# Eigener Homeserver



## winetoo (12. Februar 2011)

Hallo. 

In Sachen eigener Homeserver bin ich noch Anfänger und muss viel lesen und lernen.

Jedoch würde ich gerne ungefähr wissen was so ein Server leisten kann.

Athlon II X2 220
2x 2.8Ghz, 2048MB DDR3
500GB
256MB NVIDIA Geforce 7025 Onboard 3D

DSL: 16.000 oder evtl. VDSL 50.000

Nehmen wir an ich installiere ein vBulletin Forum (3.8). Bei wieviel Usern würde der Server schlapp machen? Also bei wieviel Gästen?

Ich kann mir vorstellen das man das nicht 100% sagen kann aber eine ungefähre Einschätzung sollte doch drin sein oder?

Danke.


----------



## Sebastian Apprecht (12. Februar 2011)

Hallo winetoo,
der "Server" ist in dem Fall nicht der leistungsbegrenzende Faktor, vielmehr ist es hier der Upload aus dem DSL-Netz. Bei DSL 16k entspricht der 0,14 MB/s und bei dem DSL 50k mit theoretischen 1,2 MB/s, wobei das als Leistungsobergrenze angeben wird und laut einigen Benutzern von nur 0,2 MB/s erreicht werden.

- [Aufgabenstellung]
a. Was ist laut der Antwort im Auszug zum Homeserver der leistungsbegrenzende Faktor?
b. Geben Sie an, wie viele Zeilen das Wort „metal“ enthalten, wobei die Groß- und Kleinschreibung zu beachten ist. Nennen Sie nur die Zahl.

- [Bereitgestellte Daten]

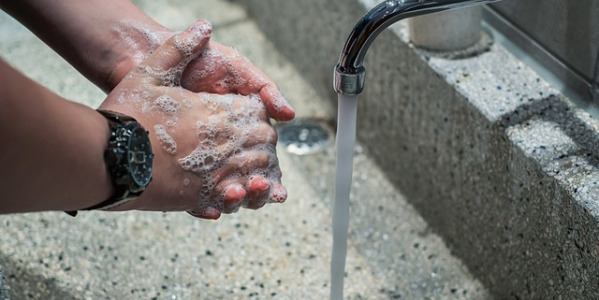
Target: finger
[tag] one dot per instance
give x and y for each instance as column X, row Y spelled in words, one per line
column 177, row 51
column 256, row 82
column 277, row 106
column 233, row 198
column 209, row 213
column 243, row 164
column 258, row 188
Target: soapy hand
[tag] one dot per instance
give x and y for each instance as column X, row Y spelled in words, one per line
column 216, row 69
column 214, row 152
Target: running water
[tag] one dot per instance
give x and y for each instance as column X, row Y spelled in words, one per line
column 346, row 138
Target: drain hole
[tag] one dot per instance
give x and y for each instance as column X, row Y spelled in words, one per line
column 304, row 136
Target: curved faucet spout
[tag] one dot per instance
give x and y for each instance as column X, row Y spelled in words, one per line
column 349, row 71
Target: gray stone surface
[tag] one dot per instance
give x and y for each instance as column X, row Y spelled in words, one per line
column 3, row 288
column 278, row 252
column 499, row 164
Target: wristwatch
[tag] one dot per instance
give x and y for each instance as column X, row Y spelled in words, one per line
column 128, row 159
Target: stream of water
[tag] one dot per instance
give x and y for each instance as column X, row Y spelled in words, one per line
column 346, row 138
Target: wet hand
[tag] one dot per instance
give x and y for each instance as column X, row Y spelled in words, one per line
column 214, row 152
column 220, row 69
column 216, row 69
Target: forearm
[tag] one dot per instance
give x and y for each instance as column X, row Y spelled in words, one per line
column 51, row 150
column 101, row 38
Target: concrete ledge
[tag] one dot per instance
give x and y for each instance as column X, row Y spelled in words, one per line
column 500, row 164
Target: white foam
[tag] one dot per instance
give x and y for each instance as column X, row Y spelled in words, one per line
column 168, row 105
column 167, row 142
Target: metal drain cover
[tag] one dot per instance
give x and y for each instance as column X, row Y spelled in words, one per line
column 304, row 136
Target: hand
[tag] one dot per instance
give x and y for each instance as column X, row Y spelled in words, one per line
column 213, row 153
column 217, row 69
column 220, row 69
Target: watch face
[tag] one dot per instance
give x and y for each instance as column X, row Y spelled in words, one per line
column 140, row 157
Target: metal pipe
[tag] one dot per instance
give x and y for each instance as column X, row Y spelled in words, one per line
column 349, row 71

- [Lösungen]
a. Der Upload aus dem DSL-Netz.

b. 2